EXERCISE AIM
Omit all pictures. Reproduce exactly the lines from the first line of the records below through the line with "TASK = point to the white rose, one".

DATA SUPPLIED

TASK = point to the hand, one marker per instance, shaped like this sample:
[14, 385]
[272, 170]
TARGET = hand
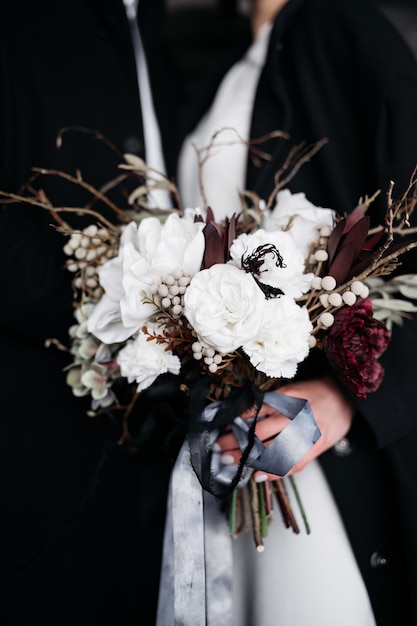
[332, 410]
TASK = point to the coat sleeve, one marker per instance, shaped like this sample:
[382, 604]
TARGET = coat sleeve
[348, 75]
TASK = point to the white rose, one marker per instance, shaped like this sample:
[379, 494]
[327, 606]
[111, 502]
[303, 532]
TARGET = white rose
[300, 216]
[147, 252]
[224, 305]
[282, 340]
[142, 361]
[281, 267]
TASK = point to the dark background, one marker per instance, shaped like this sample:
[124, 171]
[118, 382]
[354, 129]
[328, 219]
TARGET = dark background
[197, 31]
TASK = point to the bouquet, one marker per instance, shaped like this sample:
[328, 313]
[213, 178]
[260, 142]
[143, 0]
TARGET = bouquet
[230, 308]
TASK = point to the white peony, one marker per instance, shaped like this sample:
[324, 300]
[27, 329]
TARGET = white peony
[225, 306]
[283, 338]
[147, 252]
[287, 273]
[303, 218]
[142, 361]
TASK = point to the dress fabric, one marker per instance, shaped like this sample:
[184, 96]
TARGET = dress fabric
[298, 580]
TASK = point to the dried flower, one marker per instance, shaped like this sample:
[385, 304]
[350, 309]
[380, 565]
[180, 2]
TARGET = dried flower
[353, 344]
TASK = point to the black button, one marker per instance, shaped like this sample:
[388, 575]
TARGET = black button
[133, 145]
[343, 447]
[103, 32]
[377, 560]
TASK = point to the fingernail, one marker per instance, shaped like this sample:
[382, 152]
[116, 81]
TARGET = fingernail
[227, 459]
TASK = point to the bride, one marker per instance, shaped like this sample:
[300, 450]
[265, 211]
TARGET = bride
[294, 77]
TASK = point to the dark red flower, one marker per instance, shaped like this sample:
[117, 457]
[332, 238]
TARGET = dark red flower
[353, 345]
[218, 239]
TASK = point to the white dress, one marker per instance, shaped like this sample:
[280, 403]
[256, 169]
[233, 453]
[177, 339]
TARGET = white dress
[299, 580]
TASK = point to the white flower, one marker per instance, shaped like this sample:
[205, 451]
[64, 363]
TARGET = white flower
[142, 361]
[224, 305]
[147, 252]
[285, 271]
[283, 338]
[303, 218]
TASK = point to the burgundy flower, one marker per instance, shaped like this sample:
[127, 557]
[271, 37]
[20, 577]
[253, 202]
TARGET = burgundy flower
[353, 345]
[218, 239]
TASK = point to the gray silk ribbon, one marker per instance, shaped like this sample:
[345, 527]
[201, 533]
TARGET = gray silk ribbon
[196, 575]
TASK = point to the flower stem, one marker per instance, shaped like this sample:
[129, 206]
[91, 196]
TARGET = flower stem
[300, 504]
[285, 506]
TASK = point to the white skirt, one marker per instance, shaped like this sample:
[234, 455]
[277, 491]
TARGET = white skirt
[301, 580]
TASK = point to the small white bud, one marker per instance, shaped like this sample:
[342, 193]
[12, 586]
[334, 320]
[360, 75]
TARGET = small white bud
[325, 231]
[321, 255]
[335, 299]
[326, 319]
[91, 230]
[80, 253]
[349, 298]
[169, 280]
[324, 300]
[163, 291]
[316, 282]
[356, 287]
[328, 283]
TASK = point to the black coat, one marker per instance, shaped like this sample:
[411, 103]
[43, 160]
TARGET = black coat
[339, 70]
[75, 544]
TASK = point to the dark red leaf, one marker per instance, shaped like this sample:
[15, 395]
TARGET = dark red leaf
[342, 263]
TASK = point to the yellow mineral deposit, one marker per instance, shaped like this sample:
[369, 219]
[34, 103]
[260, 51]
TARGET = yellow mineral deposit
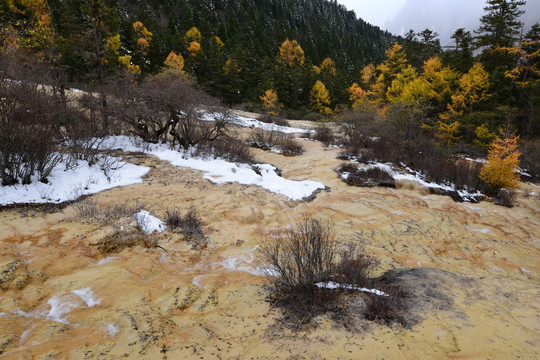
[62, 298]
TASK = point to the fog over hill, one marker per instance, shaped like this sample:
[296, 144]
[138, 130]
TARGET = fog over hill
[445, 16]
[442, 16]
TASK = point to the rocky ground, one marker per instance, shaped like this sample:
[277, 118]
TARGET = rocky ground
[472, 271]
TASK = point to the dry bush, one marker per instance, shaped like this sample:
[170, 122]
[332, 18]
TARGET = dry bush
[324, 134]
[277, 141]
[229, 148]
[30, 122]
[307, 254]
[387, 309]
[506, 197]
[271, 119]
[190, 224]
[358, 126]
[370, 177]
[355, 267]
[90, 210]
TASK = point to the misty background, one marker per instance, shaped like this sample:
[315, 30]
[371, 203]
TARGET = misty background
[441, 16]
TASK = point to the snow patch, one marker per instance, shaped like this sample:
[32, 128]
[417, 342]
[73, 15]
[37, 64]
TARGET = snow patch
[149, 223]
[59, 308]
[334, 285]
[245, 121]
[87, 295]
[65, 185]
[416, 176]
[220, 171]
[112, 329]
[106, 260]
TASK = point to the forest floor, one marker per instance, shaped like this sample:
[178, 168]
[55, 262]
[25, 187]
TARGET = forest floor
[474, 271]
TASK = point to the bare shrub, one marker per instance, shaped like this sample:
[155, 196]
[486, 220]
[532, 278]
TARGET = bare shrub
[277, 141]
[87, 209]
[324, 134]
[399, 140]
[190, 224]
[30, 118]
[355, 267]
[356, 176]
[229, 148]
[91, 210]
[306, 255]
[358, 126]
[271, 119]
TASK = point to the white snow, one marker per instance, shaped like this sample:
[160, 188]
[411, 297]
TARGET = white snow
[106, 260]
[483, 231]
[65, 185]
[112, 329]
[25, 335]
[197, 280]
[220, 171]
[87, 295]
[254, 123]
[418, 177]
[149, 223]
[334, 285]
[59, 308]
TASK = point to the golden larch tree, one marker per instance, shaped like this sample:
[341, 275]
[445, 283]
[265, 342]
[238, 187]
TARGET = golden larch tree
[473, 89]
[357, 96]
[174, 61]
[500, 171]
[327, 66]
[269, 100]
[320, 98]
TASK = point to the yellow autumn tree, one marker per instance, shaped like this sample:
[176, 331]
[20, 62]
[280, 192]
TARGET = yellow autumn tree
[394, 94]
[369, 76]
[447, 134]
[441, 79]
[500, 171]
[144, 37]
[473, 89]
[269, 100]
[193, 37]
[484, 137]
[193, 34]
[291, 53]
[132, 68]
[194, 49]
[174, 61]
[320, 98]
[357, 96]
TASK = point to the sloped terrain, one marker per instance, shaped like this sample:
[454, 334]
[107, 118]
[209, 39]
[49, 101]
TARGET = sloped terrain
[471, 271]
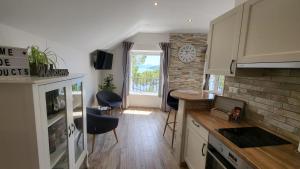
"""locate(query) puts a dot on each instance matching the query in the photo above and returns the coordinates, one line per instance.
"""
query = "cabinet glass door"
(57, 128)
(78, 120)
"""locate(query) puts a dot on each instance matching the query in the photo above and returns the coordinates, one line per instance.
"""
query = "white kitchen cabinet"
(270, 31)
(223, 42)
(195, 145)
(43, 123)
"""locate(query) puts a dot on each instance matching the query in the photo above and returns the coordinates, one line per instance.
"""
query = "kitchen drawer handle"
(203, 145)
(70, 131)
(197, 125)
(231, 64)
(73, 128)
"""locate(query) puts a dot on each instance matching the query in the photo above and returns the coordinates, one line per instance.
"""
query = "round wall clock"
(187, 53)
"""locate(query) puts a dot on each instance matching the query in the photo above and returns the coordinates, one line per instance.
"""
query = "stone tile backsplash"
(272, 96)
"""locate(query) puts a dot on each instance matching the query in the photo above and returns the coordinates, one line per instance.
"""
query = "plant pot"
(33, 69)
(38, 69)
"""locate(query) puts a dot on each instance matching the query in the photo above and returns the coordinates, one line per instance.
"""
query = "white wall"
(238, 2)
(75, 60)
(142, 41)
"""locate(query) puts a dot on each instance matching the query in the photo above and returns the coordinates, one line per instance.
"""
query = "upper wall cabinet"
(223, 41)
(270, 31)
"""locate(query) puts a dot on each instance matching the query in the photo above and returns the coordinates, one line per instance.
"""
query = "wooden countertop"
(269, 157)
(192, 95)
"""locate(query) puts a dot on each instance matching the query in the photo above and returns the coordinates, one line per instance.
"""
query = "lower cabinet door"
(195, 150)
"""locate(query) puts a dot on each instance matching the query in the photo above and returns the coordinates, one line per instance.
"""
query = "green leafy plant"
(38, 57)
(108, 83)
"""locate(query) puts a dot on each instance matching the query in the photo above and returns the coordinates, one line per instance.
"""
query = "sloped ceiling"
(91, 24)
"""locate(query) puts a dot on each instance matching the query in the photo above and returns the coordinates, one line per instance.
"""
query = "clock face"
(187, 53)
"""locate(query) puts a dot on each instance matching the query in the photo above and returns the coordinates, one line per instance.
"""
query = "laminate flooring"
(141, 143)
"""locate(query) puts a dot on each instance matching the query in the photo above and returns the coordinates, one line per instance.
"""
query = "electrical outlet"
(233, 90)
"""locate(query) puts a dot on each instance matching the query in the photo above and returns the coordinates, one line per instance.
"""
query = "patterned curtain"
(165, 64)
(206, 83)
(126, 64)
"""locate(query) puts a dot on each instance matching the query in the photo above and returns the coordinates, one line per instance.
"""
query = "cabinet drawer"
(192, 124)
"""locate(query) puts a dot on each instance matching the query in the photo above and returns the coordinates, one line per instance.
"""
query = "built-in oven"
(214, 160)
(220, 156)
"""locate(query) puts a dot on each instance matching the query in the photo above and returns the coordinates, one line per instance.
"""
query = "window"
(216, 84)
(145, 73)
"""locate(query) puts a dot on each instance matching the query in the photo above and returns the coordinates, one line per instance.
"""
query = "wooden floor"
(141, 143)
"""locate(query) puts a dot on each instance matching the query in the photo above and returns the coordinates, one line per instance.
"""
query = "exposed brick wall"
(186, 75)
(273, 97)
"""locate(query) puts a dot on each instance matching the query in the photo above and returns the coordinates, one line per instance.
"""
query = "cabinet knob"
(197, 125)
(231, 65)
(203, 145)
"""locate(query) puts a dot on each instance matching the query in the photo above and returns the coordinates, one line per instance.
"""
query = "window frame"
(146, 52)
(216, 84)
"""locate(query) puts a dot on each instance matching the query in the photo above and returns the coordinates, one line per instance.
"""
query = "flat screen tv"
(102, 59)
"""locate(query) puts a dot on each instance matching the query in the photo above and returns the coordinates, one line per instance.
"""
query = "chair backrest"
(103, 97)
(172, 101)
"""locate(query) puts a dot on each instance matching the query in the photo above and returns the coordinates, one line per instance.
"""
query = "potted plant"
(108, 83)
(38, 59)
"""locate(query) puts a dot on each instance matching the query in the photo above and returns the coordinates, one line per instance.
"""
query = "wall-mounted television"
(102, 59)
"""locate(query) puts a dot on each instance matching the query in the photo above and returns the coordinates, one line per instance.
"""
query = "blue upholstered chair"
(97, 123)
(173, 104)
(109, 99)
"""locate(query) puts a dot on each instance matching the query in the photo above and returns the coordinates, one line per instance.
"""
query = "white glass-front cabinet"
(223, 42)
(56, 121)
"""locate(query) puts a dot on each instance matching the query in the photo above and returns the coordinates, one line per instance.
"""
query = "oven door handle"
(216, 158)
(203, 145)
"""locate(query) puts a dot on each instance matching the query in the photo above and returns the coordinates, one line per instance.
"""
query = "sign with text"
(13, 62)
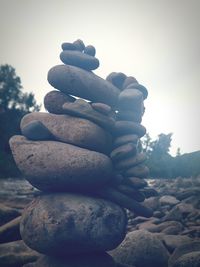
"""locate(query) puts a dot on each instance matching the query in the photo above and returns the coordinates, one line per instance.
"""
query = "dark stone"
(79, 59)
(116, 78)
(81, 83)
(129, 127)
(56, 166)
(54, 100)
(123, 151)
(142, 249)
(74, 223)
(36, 130)
(90, 50)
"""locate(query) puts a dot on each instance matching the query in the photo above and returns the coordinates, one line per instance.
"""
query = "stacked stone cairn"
(83, 156)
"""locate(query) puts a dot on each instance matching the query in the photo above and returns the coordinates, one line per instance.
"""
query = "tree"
(14, 104)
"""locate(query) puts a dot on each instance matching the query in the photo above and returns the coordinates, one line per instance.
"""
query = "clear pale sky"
(157, 41)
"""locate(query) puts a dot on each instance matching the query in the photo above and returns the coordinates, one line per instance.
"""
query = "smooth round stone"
(141, 249)
(79, 44)
(123, 151)
(116, 78)
(68, 46)
(56, 166)
(139, 87)
(101, 259)
(84, 84)
(64, 224)
(79, 59)
(72, 130)
(128, 115)
(124, 139)
(54, 100)
(129, 127)
(35, 130)
(131, 99)
(128, 81)
(140, 171)
(130, 161)
(90, 50)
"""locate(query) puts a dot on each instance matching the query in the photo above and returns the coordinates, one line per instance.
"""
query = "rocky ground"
(170, 238)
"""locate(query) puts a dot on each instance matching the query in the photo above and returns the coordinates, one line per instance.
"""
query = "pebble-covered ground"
(170, 238)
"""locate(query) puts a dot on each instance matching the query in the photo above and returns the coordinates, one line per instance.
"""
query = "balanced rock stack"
(83, 156)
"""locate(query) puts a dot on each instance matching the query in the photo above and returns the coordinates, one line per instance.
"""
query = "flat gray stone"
(78, 82)
(72, 130)
(142, 249)
(70, 223)
(54, 100)
(79, 59)
(56, 166)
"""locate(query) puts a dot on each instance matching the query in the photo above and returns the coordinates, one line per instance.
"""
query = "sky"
(156, 41)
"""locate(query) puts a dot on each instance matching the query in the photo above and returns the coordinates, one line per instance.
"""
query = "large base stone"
(60, 224)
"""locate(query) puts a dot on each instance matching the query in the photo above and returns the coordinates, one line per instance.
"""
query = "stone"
(82, 260)
(191, 259)
(36, 130)
(54, 100)
(116, 78)
(102, 108)
(72, 130)
(139, 87)
(171, 242)
(128, 80)
(131, 99)
(16, 254)
(123, 151)
(81, 108)
(90, 50)
(182, 250)
(78, 82)
(10, 231)
(129, 116)
(140, 171)
(125, 201)
(129, 127)
(79, 44)
(168, 200)
(124, 139)
(82, 225)
(56, 166)
(79, 59)
(137, 182)
(130, 161)
(141, 249)
(7, 213)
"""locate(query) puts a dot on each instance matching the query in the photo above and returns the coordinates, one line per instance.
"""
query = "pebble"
(84, 82)
(56, 166)
(79, 59)
(92, 219)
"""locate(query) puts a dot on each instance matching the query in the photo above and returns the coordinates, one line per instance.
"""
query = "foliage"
(162, 164)
(14, 104)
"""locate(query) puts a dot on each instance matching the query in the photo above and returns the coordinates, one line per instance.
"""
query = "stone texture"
(191, 259)
(72, 130)
(83, 109)
(50, 165)
(15, 254)
(79, 82)
(83, 260)
(84, 224)
(141, 249)
(129, 127)
(78, 59)
(54, 100)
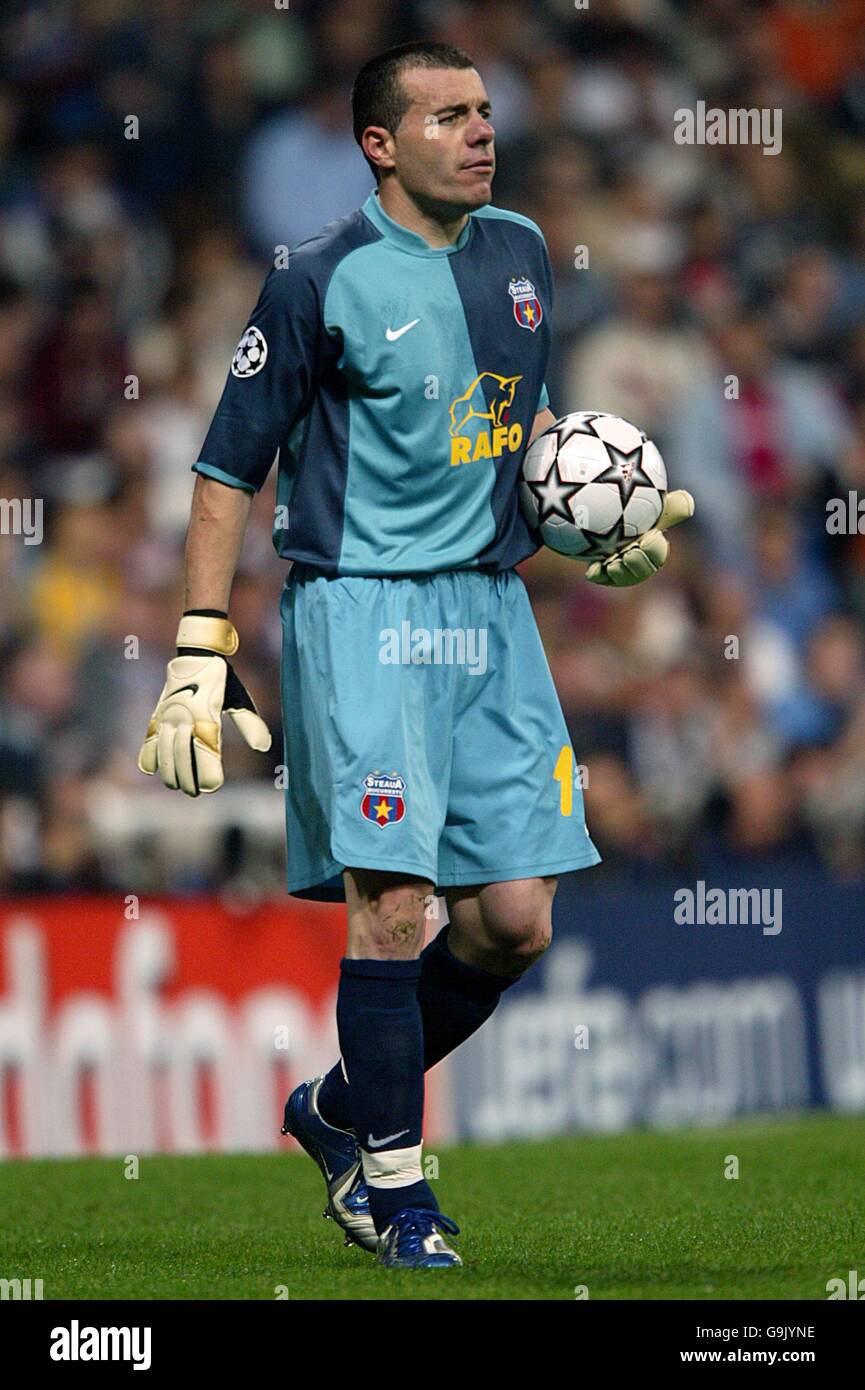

RESPONSE BOX
TASK = point to the hand, one marker per instance, shaped like this sample:
[14, 385]
[272, 170]
TARGET = hand
[332, 410]
TASK = point to the coat sleeve, one marker per instance, shaped like this sample:
[382, 604]
TARGET = coat sleeve
[348, 75]
TASK = point to the white rose, one marker per instance, shaped like this sample:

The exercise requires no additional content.